Provided text =>
......
Right now, though, it can feel a little claustrophobic.

Aaron Paul on The Path.
Aaron Paul plays Eddie, a man torn between his religion and his doubts, on The Path.
Emily St. James was a senior correspondent for Vox, covering American identities. Before she joined Vox in 2014, she was the first TV editor of the A.V. Club.

The Path, Hulu's latest attempt to compete with Netflix and Amazon in the streaming wars, is slooooooooooooow going. If this review accurately encompassed how slow it can feel, it would just be o's.



The series was created by Jessica Goldberg, a playwright who's used to creating stories in a medium where long scenes are standard and it's common to spend lots of time teasing out character motivations, in contrast to the relatively quick pace of TV.

It also hails from executive producer Jason Katims, whose credits include Friday Night Lights and Parenthood, neither of which was known for breakneck storytelling or big plot twists. Katims loves intimacy — scenes where two people sit alone in a room and have a deeply emotional talk. And while that can make for beautiful TV, it rarely makes for exciting TV.

The Path combines Katims and Goldberg's talents and experience with a story about a suffocating religious movement that seems heavily based on Scientology, at least at first blush (although the more you watch, the more you'll realize it cherry-picks ideas from lots of religions). This setup, as executed by the two folks bringing it to the screen, at times yields some seriously claustrophobic TV.

But while I can't exactly recommend The Path — again, it's super slow — those who can get on its wavelength will find that its hypnotic vibe is just what they're looking for.

The Path uses slowness to lull you into complacency

Hugh Dancy in The Path
Hugh Dancy plays Cal, a leader of the Meyerists.
......
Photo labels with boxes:
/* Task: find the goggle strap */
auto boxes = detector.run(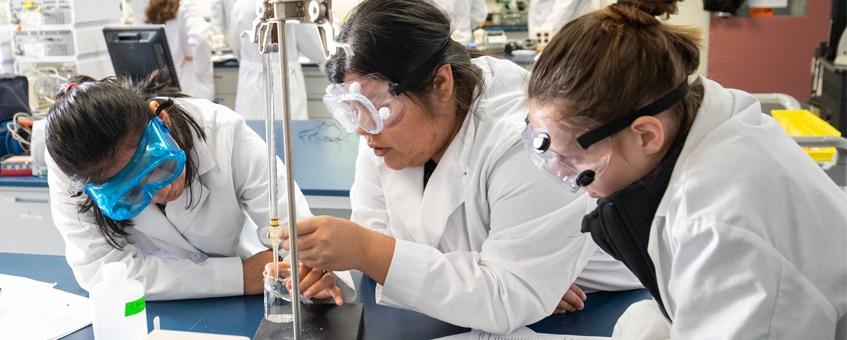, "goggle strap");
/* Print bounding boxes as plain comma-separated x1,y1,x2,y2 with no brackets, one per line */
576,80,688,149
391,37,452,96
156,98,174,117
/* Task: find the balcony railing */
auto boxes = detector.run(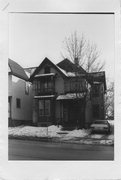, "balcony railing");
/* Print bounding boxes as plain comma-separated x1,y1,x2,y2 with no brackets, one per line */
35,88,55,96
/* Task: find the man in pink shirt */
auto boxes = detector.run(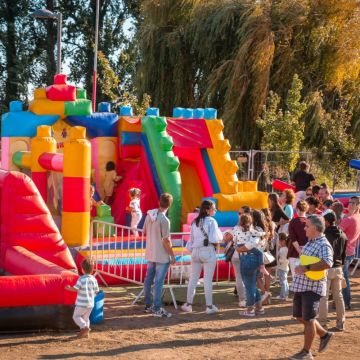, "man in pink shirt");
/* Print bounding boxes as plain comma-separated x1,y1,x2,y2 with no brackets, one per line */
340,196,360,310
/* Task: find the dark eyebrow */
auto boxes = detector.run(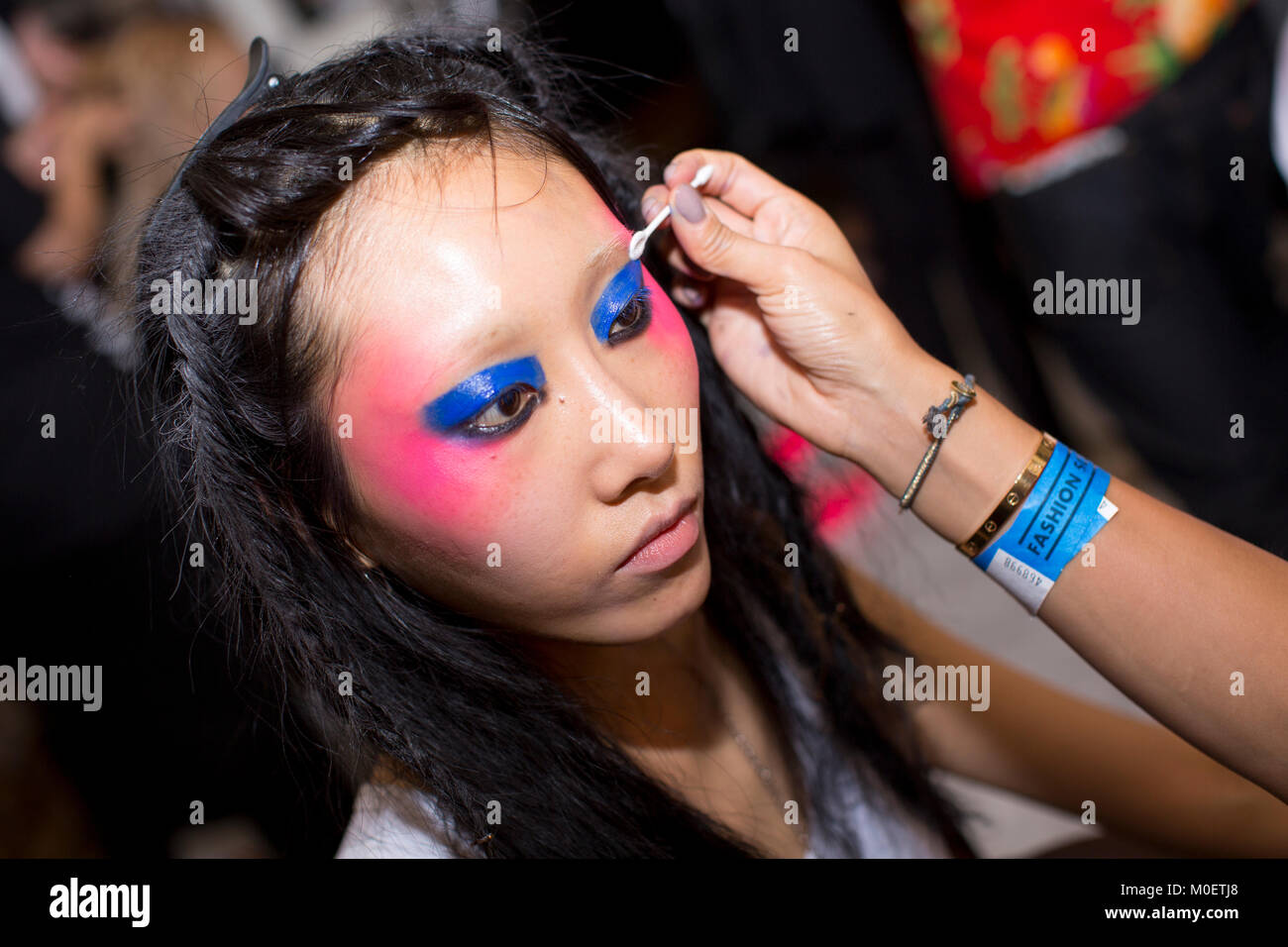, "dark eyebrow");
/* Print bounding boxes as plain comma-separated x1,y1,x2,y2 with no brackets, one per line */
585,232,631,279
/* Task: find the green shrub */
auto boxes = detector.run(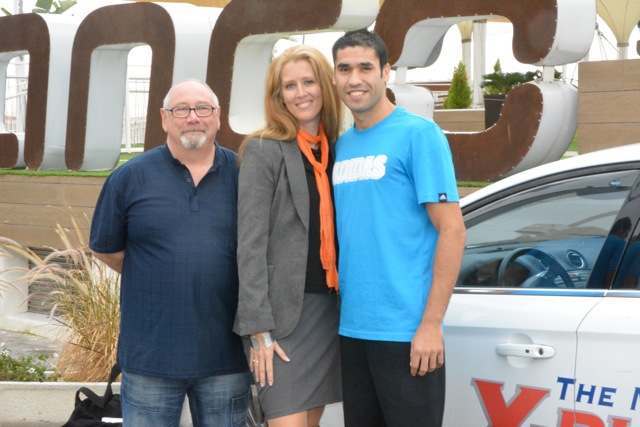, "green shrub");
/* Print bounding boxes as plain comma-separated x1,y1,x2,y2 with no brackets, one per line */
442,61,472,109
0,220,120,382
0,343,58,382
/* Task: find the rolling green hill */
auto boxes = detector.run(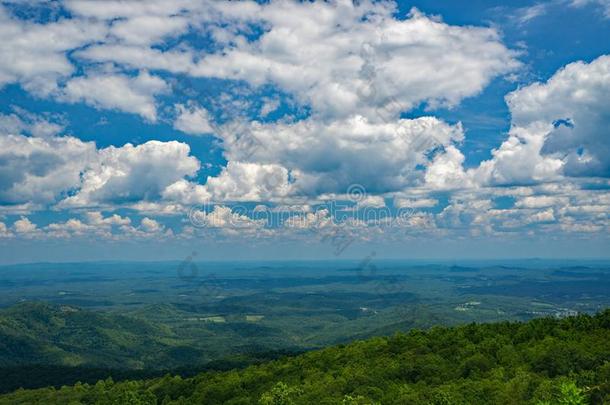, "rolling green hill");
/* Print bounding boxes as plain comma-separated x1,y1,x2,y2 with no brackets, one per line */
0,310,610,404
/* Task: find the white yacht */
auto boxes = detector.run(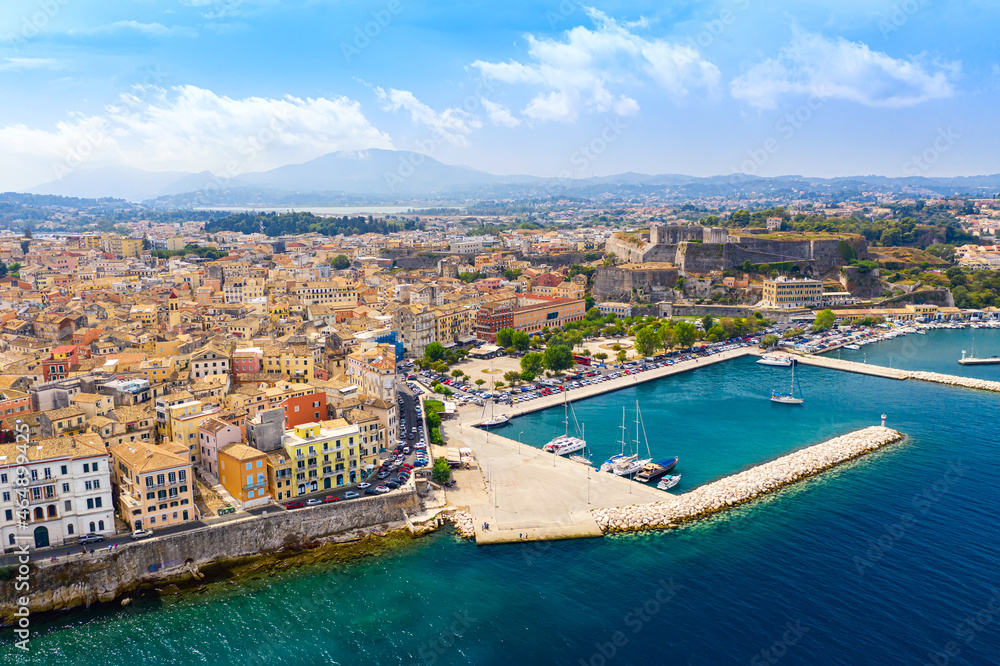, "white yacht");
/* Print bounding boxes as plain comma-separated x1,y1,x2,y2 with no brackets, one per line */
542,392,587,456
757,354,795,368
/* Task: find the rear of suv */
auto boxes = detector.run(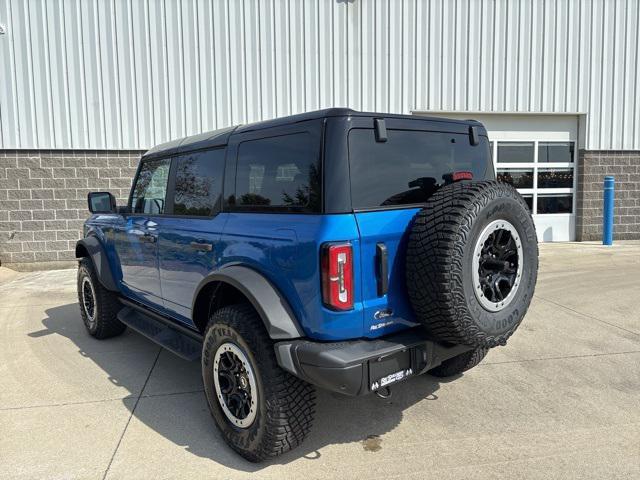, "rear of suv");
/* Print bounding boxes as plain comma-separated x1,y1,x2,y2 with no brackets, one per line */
......
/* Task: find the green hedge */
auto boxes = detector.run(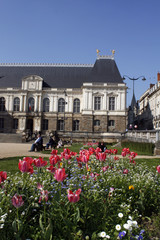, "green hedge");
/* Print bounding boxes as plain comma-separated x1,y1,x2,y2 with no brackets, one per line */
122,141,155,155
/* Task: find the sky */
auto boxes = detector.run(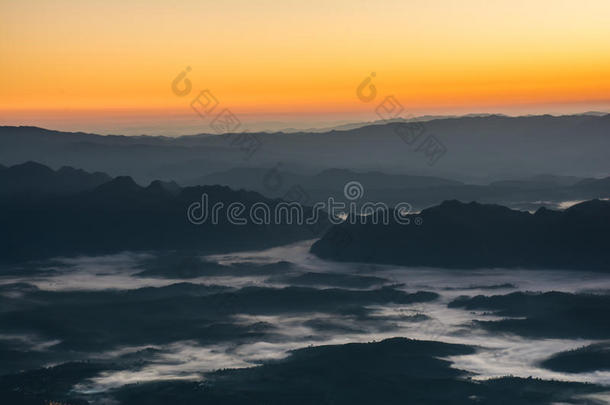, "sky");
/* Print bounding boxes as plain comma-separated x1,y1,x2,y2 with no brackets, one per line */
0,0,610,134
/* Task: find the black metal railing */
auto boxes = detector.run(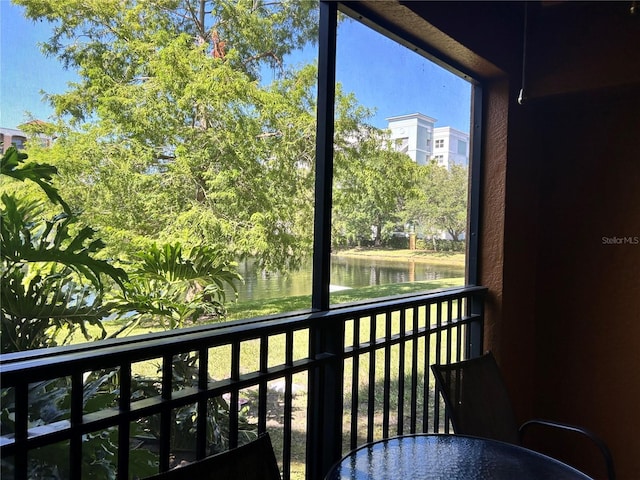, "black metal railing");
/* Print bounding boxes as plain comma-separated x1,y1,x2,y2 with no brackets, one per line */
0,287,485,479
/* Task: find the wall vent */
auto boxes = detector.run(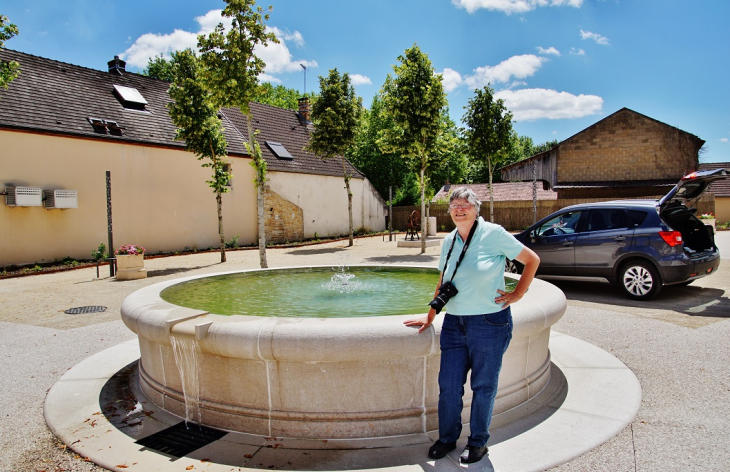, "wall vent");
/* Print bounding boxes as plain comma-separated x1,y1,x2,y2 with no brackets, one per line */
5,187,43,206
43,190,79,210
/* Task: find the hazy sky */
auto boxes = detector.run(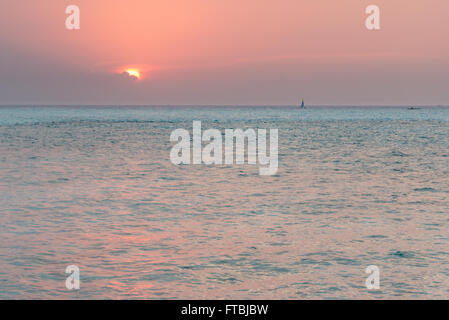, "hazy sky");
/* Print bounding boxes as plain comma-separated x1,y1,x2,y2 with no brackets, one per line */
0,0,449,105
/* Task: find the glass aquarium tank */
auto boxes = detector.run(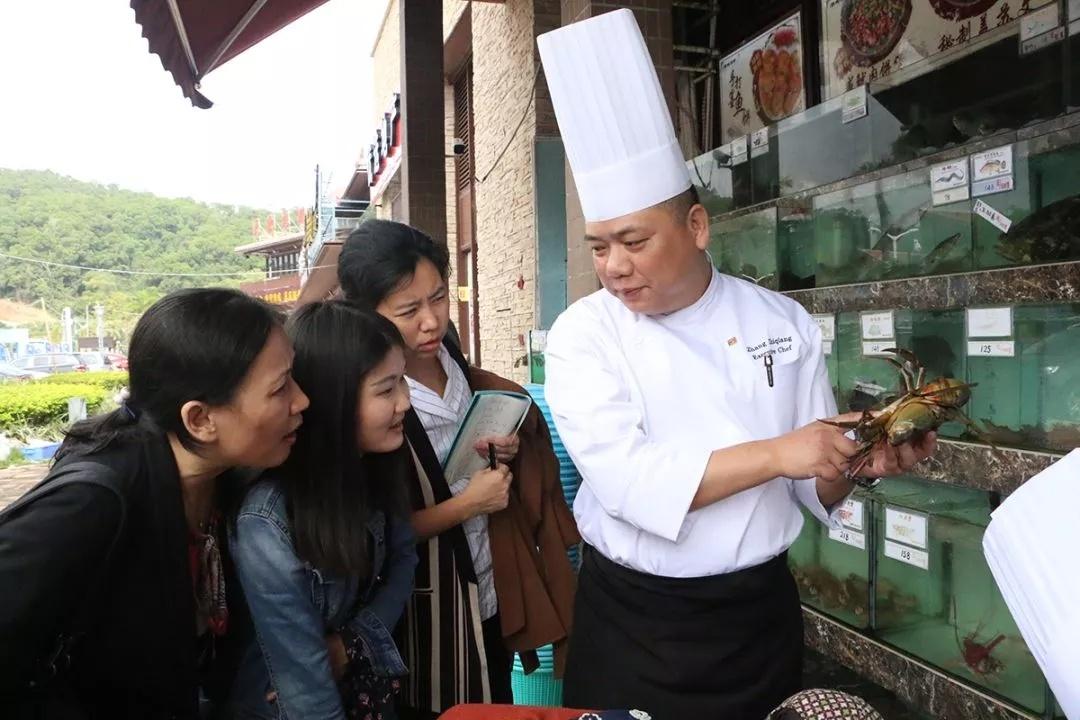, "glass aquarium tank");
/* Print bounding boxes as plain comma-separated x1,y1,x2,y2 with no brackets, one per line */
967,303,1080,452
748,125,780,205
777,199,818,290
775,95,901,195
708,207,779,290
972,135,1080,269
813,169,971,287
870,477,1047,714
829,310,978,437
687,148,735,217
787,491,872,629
......
Short exercise 1 => Please translate this sentence from the review of The Path into Spanish: "And while that can make for beautiful TV, it rarely makes for exciting TV."
Short exercise 2 => From the review of The Path, print the passage starting at "Right now, though, it" and ending at "just be o's.".

Exercise answer 1 => Y aunque eso puede dar lugar a una televisión hermosa, rara vez da lugar a una televisión emocionante.

Exercise answer 2 =>
Right now, though, it can feel a little claustrophobic.

Aaron Paul on The Path.
Aaron Paul plays Eddie, a man torn between his religion and his doubts, on The Path.
Emily St. James was a senior correspondent for Vox, covering American identities. Before she joined Vox in 2014, she was the first TV editor of the A.V. Club.

The Path, Hulu's latest attempt to compete with Netflix and Amazon in the streaming wars, is slooooooooooooow going. If this review accurately encompassed how slow it can feel, it would just be o's.